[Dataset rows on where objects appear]
========

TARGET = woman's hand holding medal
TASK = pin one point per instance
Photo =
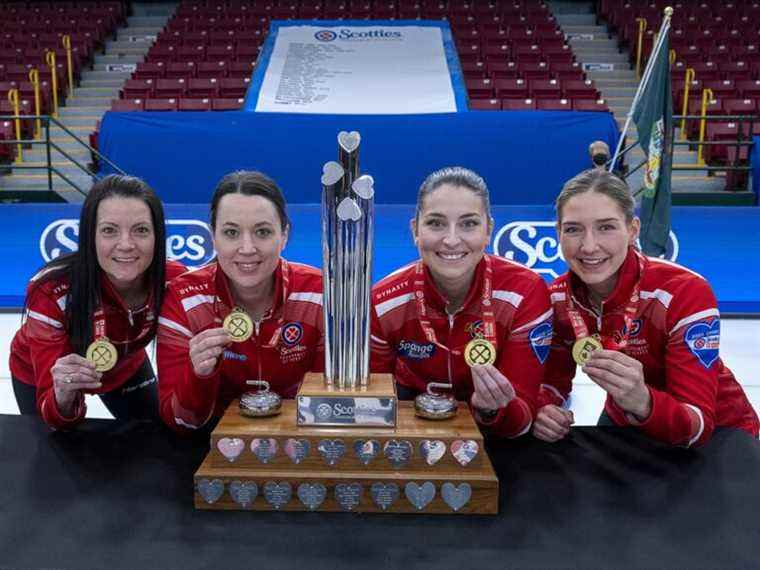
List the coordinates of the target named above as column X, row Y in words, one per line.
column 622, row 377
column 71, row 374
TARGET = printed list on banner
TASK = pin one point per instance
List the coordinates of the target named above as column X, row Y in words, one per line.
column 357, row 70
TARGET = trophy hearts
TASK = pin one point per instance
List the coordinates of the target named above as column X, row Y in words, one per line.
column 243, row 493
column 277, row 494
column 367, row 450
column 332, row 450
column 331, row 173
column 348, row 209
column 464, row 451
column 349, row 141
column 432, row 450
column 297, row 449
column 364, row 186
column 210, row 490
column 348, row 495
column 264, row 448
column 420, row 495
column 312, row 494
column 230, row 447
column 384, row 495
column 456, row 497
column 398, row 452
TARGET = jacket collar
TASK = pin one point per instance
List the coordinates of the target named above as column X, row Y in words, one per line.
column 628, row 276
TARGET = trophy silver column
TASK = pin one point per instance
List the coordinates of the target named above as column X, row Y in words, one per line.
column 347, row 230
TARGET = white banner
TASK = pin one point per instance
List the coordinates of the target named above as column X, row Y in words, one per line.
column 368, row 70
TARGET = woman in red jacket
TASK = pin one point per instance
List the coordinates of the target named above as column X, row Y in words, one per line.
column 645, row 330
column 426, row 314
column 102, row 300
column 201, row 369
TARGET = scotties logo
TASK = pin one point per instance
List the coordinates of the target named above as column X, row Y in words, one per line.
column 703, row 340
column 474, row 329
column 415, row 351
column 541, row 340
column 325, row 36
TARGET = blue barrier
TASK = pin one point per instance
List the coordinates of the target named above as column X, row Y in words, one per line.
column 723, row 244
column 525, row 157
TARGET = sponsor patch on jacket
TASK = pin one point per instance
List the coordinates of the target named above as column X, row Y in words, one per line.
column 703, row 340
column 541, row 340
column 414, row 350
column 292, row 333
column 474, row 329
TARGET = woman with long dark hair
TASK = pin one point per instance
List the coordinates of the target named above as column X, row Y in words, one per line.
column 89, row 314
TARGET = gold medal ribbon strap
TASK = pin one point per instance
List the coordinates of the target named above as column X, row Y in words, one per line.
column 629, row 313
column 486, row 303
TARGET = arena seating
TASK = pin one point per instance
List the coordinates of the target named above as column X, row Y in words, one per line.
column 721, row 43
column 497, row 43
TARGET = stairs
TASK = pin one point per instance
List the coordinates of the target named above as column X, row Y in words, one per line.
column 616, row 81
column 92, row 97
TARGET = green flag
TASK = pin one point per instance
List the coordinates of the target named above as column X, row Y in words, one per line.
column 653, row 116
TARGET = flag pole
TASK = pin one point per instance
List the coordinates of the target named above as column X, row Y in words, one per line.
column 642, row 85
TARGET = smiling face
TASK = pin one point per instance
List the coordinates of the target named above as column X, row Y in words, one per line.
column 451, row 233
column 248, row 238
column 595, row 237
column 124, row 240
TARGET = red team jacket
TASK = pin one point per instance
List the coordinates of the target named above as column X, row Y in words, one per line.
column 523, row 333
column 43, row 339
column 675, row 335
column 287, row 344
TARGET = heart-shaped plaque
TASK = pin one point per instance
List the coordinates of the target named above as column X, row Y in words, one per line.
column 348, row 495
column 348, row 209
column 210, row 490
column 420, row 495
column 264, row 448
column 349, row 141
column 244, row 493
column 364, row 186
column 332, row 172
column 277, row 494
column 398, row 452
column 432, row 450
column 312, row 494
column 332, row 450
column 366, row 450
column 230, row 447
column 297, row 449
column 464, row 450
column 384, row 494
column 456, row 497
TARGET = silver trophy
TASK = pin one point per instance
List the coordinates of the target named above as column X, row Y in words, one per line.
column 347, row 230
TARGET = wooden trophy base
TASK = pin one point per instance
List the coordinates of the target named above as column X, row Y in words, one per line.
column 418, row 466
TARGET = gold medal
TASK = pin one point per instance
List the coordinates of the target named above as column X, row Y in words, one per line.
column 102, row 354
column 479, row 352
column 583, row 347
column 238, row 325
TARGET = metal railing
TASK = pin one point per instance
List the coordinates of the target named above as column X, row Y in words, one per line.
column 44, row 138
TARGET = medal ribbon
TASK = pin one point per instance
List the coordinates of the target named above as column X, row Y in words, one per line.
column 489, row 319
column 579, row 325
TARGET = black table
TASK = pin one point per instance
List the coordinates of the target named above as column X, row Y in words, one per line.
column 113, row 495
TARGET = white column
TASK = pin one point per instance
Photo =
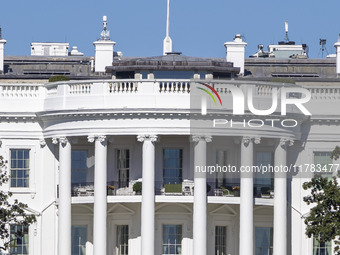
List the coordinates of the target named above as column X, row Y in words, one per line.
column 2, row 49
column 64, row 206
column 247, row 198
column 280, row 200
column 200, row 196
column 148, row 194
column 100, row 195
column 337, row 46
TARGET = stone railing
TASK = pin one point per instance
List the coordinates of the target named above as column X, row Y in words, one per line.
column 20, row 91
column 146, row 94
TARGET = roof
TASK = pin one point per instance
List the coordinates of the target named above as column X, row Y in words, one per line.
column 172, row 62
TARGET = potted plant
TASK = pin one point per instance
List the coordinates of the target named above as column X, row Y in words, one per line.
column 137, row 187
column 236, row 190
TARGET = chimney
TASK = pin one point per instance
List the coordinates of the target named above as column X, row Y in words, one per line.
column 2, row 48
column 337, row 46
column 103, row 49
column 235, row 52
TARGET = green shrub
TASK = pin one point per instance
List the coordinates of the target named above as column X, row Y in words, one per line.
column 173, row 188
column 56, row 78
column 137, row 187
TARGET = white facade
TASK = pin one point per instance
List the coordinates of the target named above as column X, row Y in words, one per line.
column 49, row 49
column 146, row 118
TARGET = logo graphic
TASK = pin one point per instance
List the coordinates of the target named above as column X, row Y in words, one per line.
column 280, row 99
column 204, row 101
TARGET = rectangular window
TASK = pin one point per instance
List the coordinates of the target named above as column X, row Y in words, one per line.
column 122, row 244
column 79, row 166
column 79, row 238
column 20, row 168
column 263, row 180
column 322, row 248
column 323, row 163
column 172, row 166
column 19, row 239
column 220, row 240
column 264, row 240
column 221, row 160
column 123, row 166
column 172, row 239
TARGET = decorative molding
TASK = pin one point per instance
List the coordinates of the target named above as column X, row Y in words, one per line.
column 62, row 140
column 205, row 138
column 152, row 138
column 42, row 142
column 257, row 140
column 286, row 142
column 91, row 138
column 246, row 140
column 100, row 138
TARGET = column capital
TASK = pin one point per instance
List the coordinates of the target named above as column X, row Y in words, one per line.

========

_STATED EXERCISE_:
Omit every picture, and otherwise quote the entries exactly.

_OUTPUT BELOW_:
TARGET = woman's hand holding medal
TASK = pin one point per instance
Photo =
List the coordinates of the target named above as column X, row Y in words, one per line.
column 622, row 377
column 71, row 374
TARGET = printed list on banner
TASK = pin one point per instance
List the coordinates of the target named above as column X, row Y in words, one per line.
column 357, row 70
TARGET = trophy hearts
TASK = pin one point per instance
List the coordinates of the target named above as column X, row Y in words, one per line.
column 243, row 493
column 277, row 494
column 367, row 450
column 332, row 450
column 331, row 173
column 348, row 209
column 464, row 451
column 349, row 141
column 432, row 450
column 297, row 449
column 364, row 186
column 210, row 490
column 348, row 495
column 264, row 448
column 420, row 495
column 312, row 494
column 230, row 447
column 384, row 495
column 456, row 497
column 398, row 452
TARGET = jacket collar
TASK = pin one point per instance
List the coordinates of the target named above as column X, row Y in words, one per line.
column 628, row 276
TARGET = trophy silver column
TASK = pin one point per instance
List the coordinates of the target named above as column X, row Y in words, one per line.
column 347, row 230
TARGET = white banner
TASK = pin one point per instance
List the coordinates of the target named above as column X, row Y in words, one per line.
column 368, row 70
TARGET = woman in red jacket
TASK = pin one point per instance
List the coordinates of the target named above as column X, row Y in words, one per line.
column 645, row 330
column 426, row 314
column 102, row 300
column 201, row 369
TARGET = scotties logo
TASK = pin one point per instance
List the coordinates of the target named above as column X, row Y in words, one per line.
column 703, row 340
column 474, row 329
column 415, row 351
column 541, row 340
column 325, row 36
TARGET = blue barrier
TASK = pin one point per instance
List the coordinates of the target named above as column X, row Y in words, one per line.
column 723, row 244
column 525, row 157
TARGET = sponsor patch on jacket
TASK = pin one point per instance
List the coordinates of the target named above as column X, row Y in words, one per line.
column 703, row 340
column 541, row 340
column 414, row 350
column 292, row 333
column 474, row 329
TARGET = woman with long dark hair
TASK = pin one point per instance
List the coordinates of the target named above as column X, row Y in words, one per line.
column 89, row 314
TARGET = gold medal ribbon strap
TASK = pin one point per instance
List the coordinates of the target named above as column X, row Y in words, one per line.
column 629, row 313
column 486, row 303
TARGET = arena seating
TASK = pin one point per instance
List the coordinates of the target named above as column X, row Y in words, one per line.
column 721, row 43
column 497, row 43
TARGET = stairs
TASK = pin one point per instance
List the coordinates of the target named above as column X, row Y in words, one per line.
column 616, row 81
column 92, row 97
TARGET = green flag
TASK = pin one point per instance
List the coordinates of the target named above as column X, row Y in words, one per line.
column 653, row 116
TARGET = flag pole
TASK = pin one point per instance
List the coordinates of the target named above as column X, row Y in words, one per line.
column 642, row 85
TARGET = smiling face
TASK = pin one point per instance
List the coordinates of the target named above as column X, row Y in words, one per line.
column 451, row 233
column 248, row 238
column 595, row 237
column 124, row 240
TARGET = red team jacket
TASK = pin one point per instance
List the coordinates of the target named above as column X, row Y in words, one per line.
column 523, row 333
column 43, row 339
column 675, row 335
column 287, row 344
TARGET = heart-shaped plaque
TASK = pin one point per instance
List the coordinates of the target named above as column X, row Y in words, one per line.
column 348, row 495
column 348, row 209
column 210, row 490
column 420, row 495
column 264, row 448
column 349, row 141
column 244, row 493
column 364, row 186
column 332, row 172
column 277, row 494
column 398, row 452
column 432, row 450
column 312, row 494
column 332, row 450
column 366, row 450
column 230, row 447
column 297, row 449
column 464, row 450
column 384, row 494
column 456, row 497
TARGET = silver trophy
TASK = pin one point per instance
List the coordinates of the target named above as column X, row Y in words, one per line.
column 347, row 230
TARGET = wooden trophy base
TASK = pin one point per instance
List the coordinates of the target named above as column X, row Y in words, one per line.
column 418, row 466
TARGET = gold medal
TASK = pin one point per instance
List the coordinates of the target named above as column X, row Y in words, one per line.
column 102, row 354
column 479, row 352
column 583, row 347
column 238, row 325
TARGET = metal railing
TASK = pin one point per instance
List the coordinates of the target named above as column X, row Y in words, one per line.
column 44, row 138
TARGET = medal ribbon
TASK = pin one point per instance
List the coordinates of the target named above as column X, row Y in words, one per line.
column 489, row 319
column 579, row 325
TARGET = black table
TASK = pin one point per instance
List the coordinates of the target named above as column X, row Y in words, one per line.
column 113, row 495
TARGET = white column
TASK = pin one point per instance
Photo =
List the coordinates of the target named above as column X, row Y in words, one per line.
column 2, row 49
column 64, row 206
column 247, row 198
column 280, row 200
column 200, row 196
column 148, row 194
column 100, row 195
column 337, row 46
TARGET = stone railing
TASK = pin one point per instance
List the coordinates of the target named above as column X, row Y in words, one per line.
column 20, row 91
column 146, row 94
TARGET = roof
TASK = pin one point per instance
List the coordinates of the target named above as column X, row Y in words, one per line.
column 172, row 62
TARGET = potted plant
TASK = pin one point per instance
List the coordinates of the target named above as column X, row Y in words, one per line.
column 137, row 187
column 236, row 190
TARGET = chimney
TASK = pin one point per instance
List the coordinates of the target named above as column X, row Y in words, one per line.
column 2, row 48
column 337, row 46
column 103, row 49
column 235, row 52
TARGET = green shrub
TASK = pin one point per instance
List the coordinates of the target named above as column X, row Y in words, one per line.
column 173, row 188
column 56, row 78
column 137, row 187
TARGET = white facade
TASK = pin one point per instance
List the coordinates of the target named above as column X, row Y in words, one per line.
column 49, row 49
column 146, row 118
TARGET = logo graphic
TASK = pin one point per instance
List the coordinates of the target named above as column X, row Y in words, one per line.
column 280, row 99
column 204, row 101
TARGET = rectangular window
TASK = pin one point per instance
List the coordinates of the target named above as column X, row Y in words, one per line.
column 122, row 244
column 79, row 166
column 79, row 238
column 20, row 168
column 263, row 180
column 322, row 248
column 323, row 163
column 172, row 166
column 19, row 239
column 220, row 240
column 264, row 240
column 221, row 160
column 123, row 166
column 172, row 239
TARGET = decorative molding
TASK = pin one point per instance
List the coordinates of the target named above as column X, row Y in words, one per line.
column 62, row 140
column 205, row 138
column 152, row 138
column 42, row 142
column 257, row 140
column 286, row 142
column 91, row 138
column 246, row 140
column 100, row 138
TARGET = column capital
TASK = pin one point per instance
List the coordinates of the target named above as column X, row Y in words, one per line.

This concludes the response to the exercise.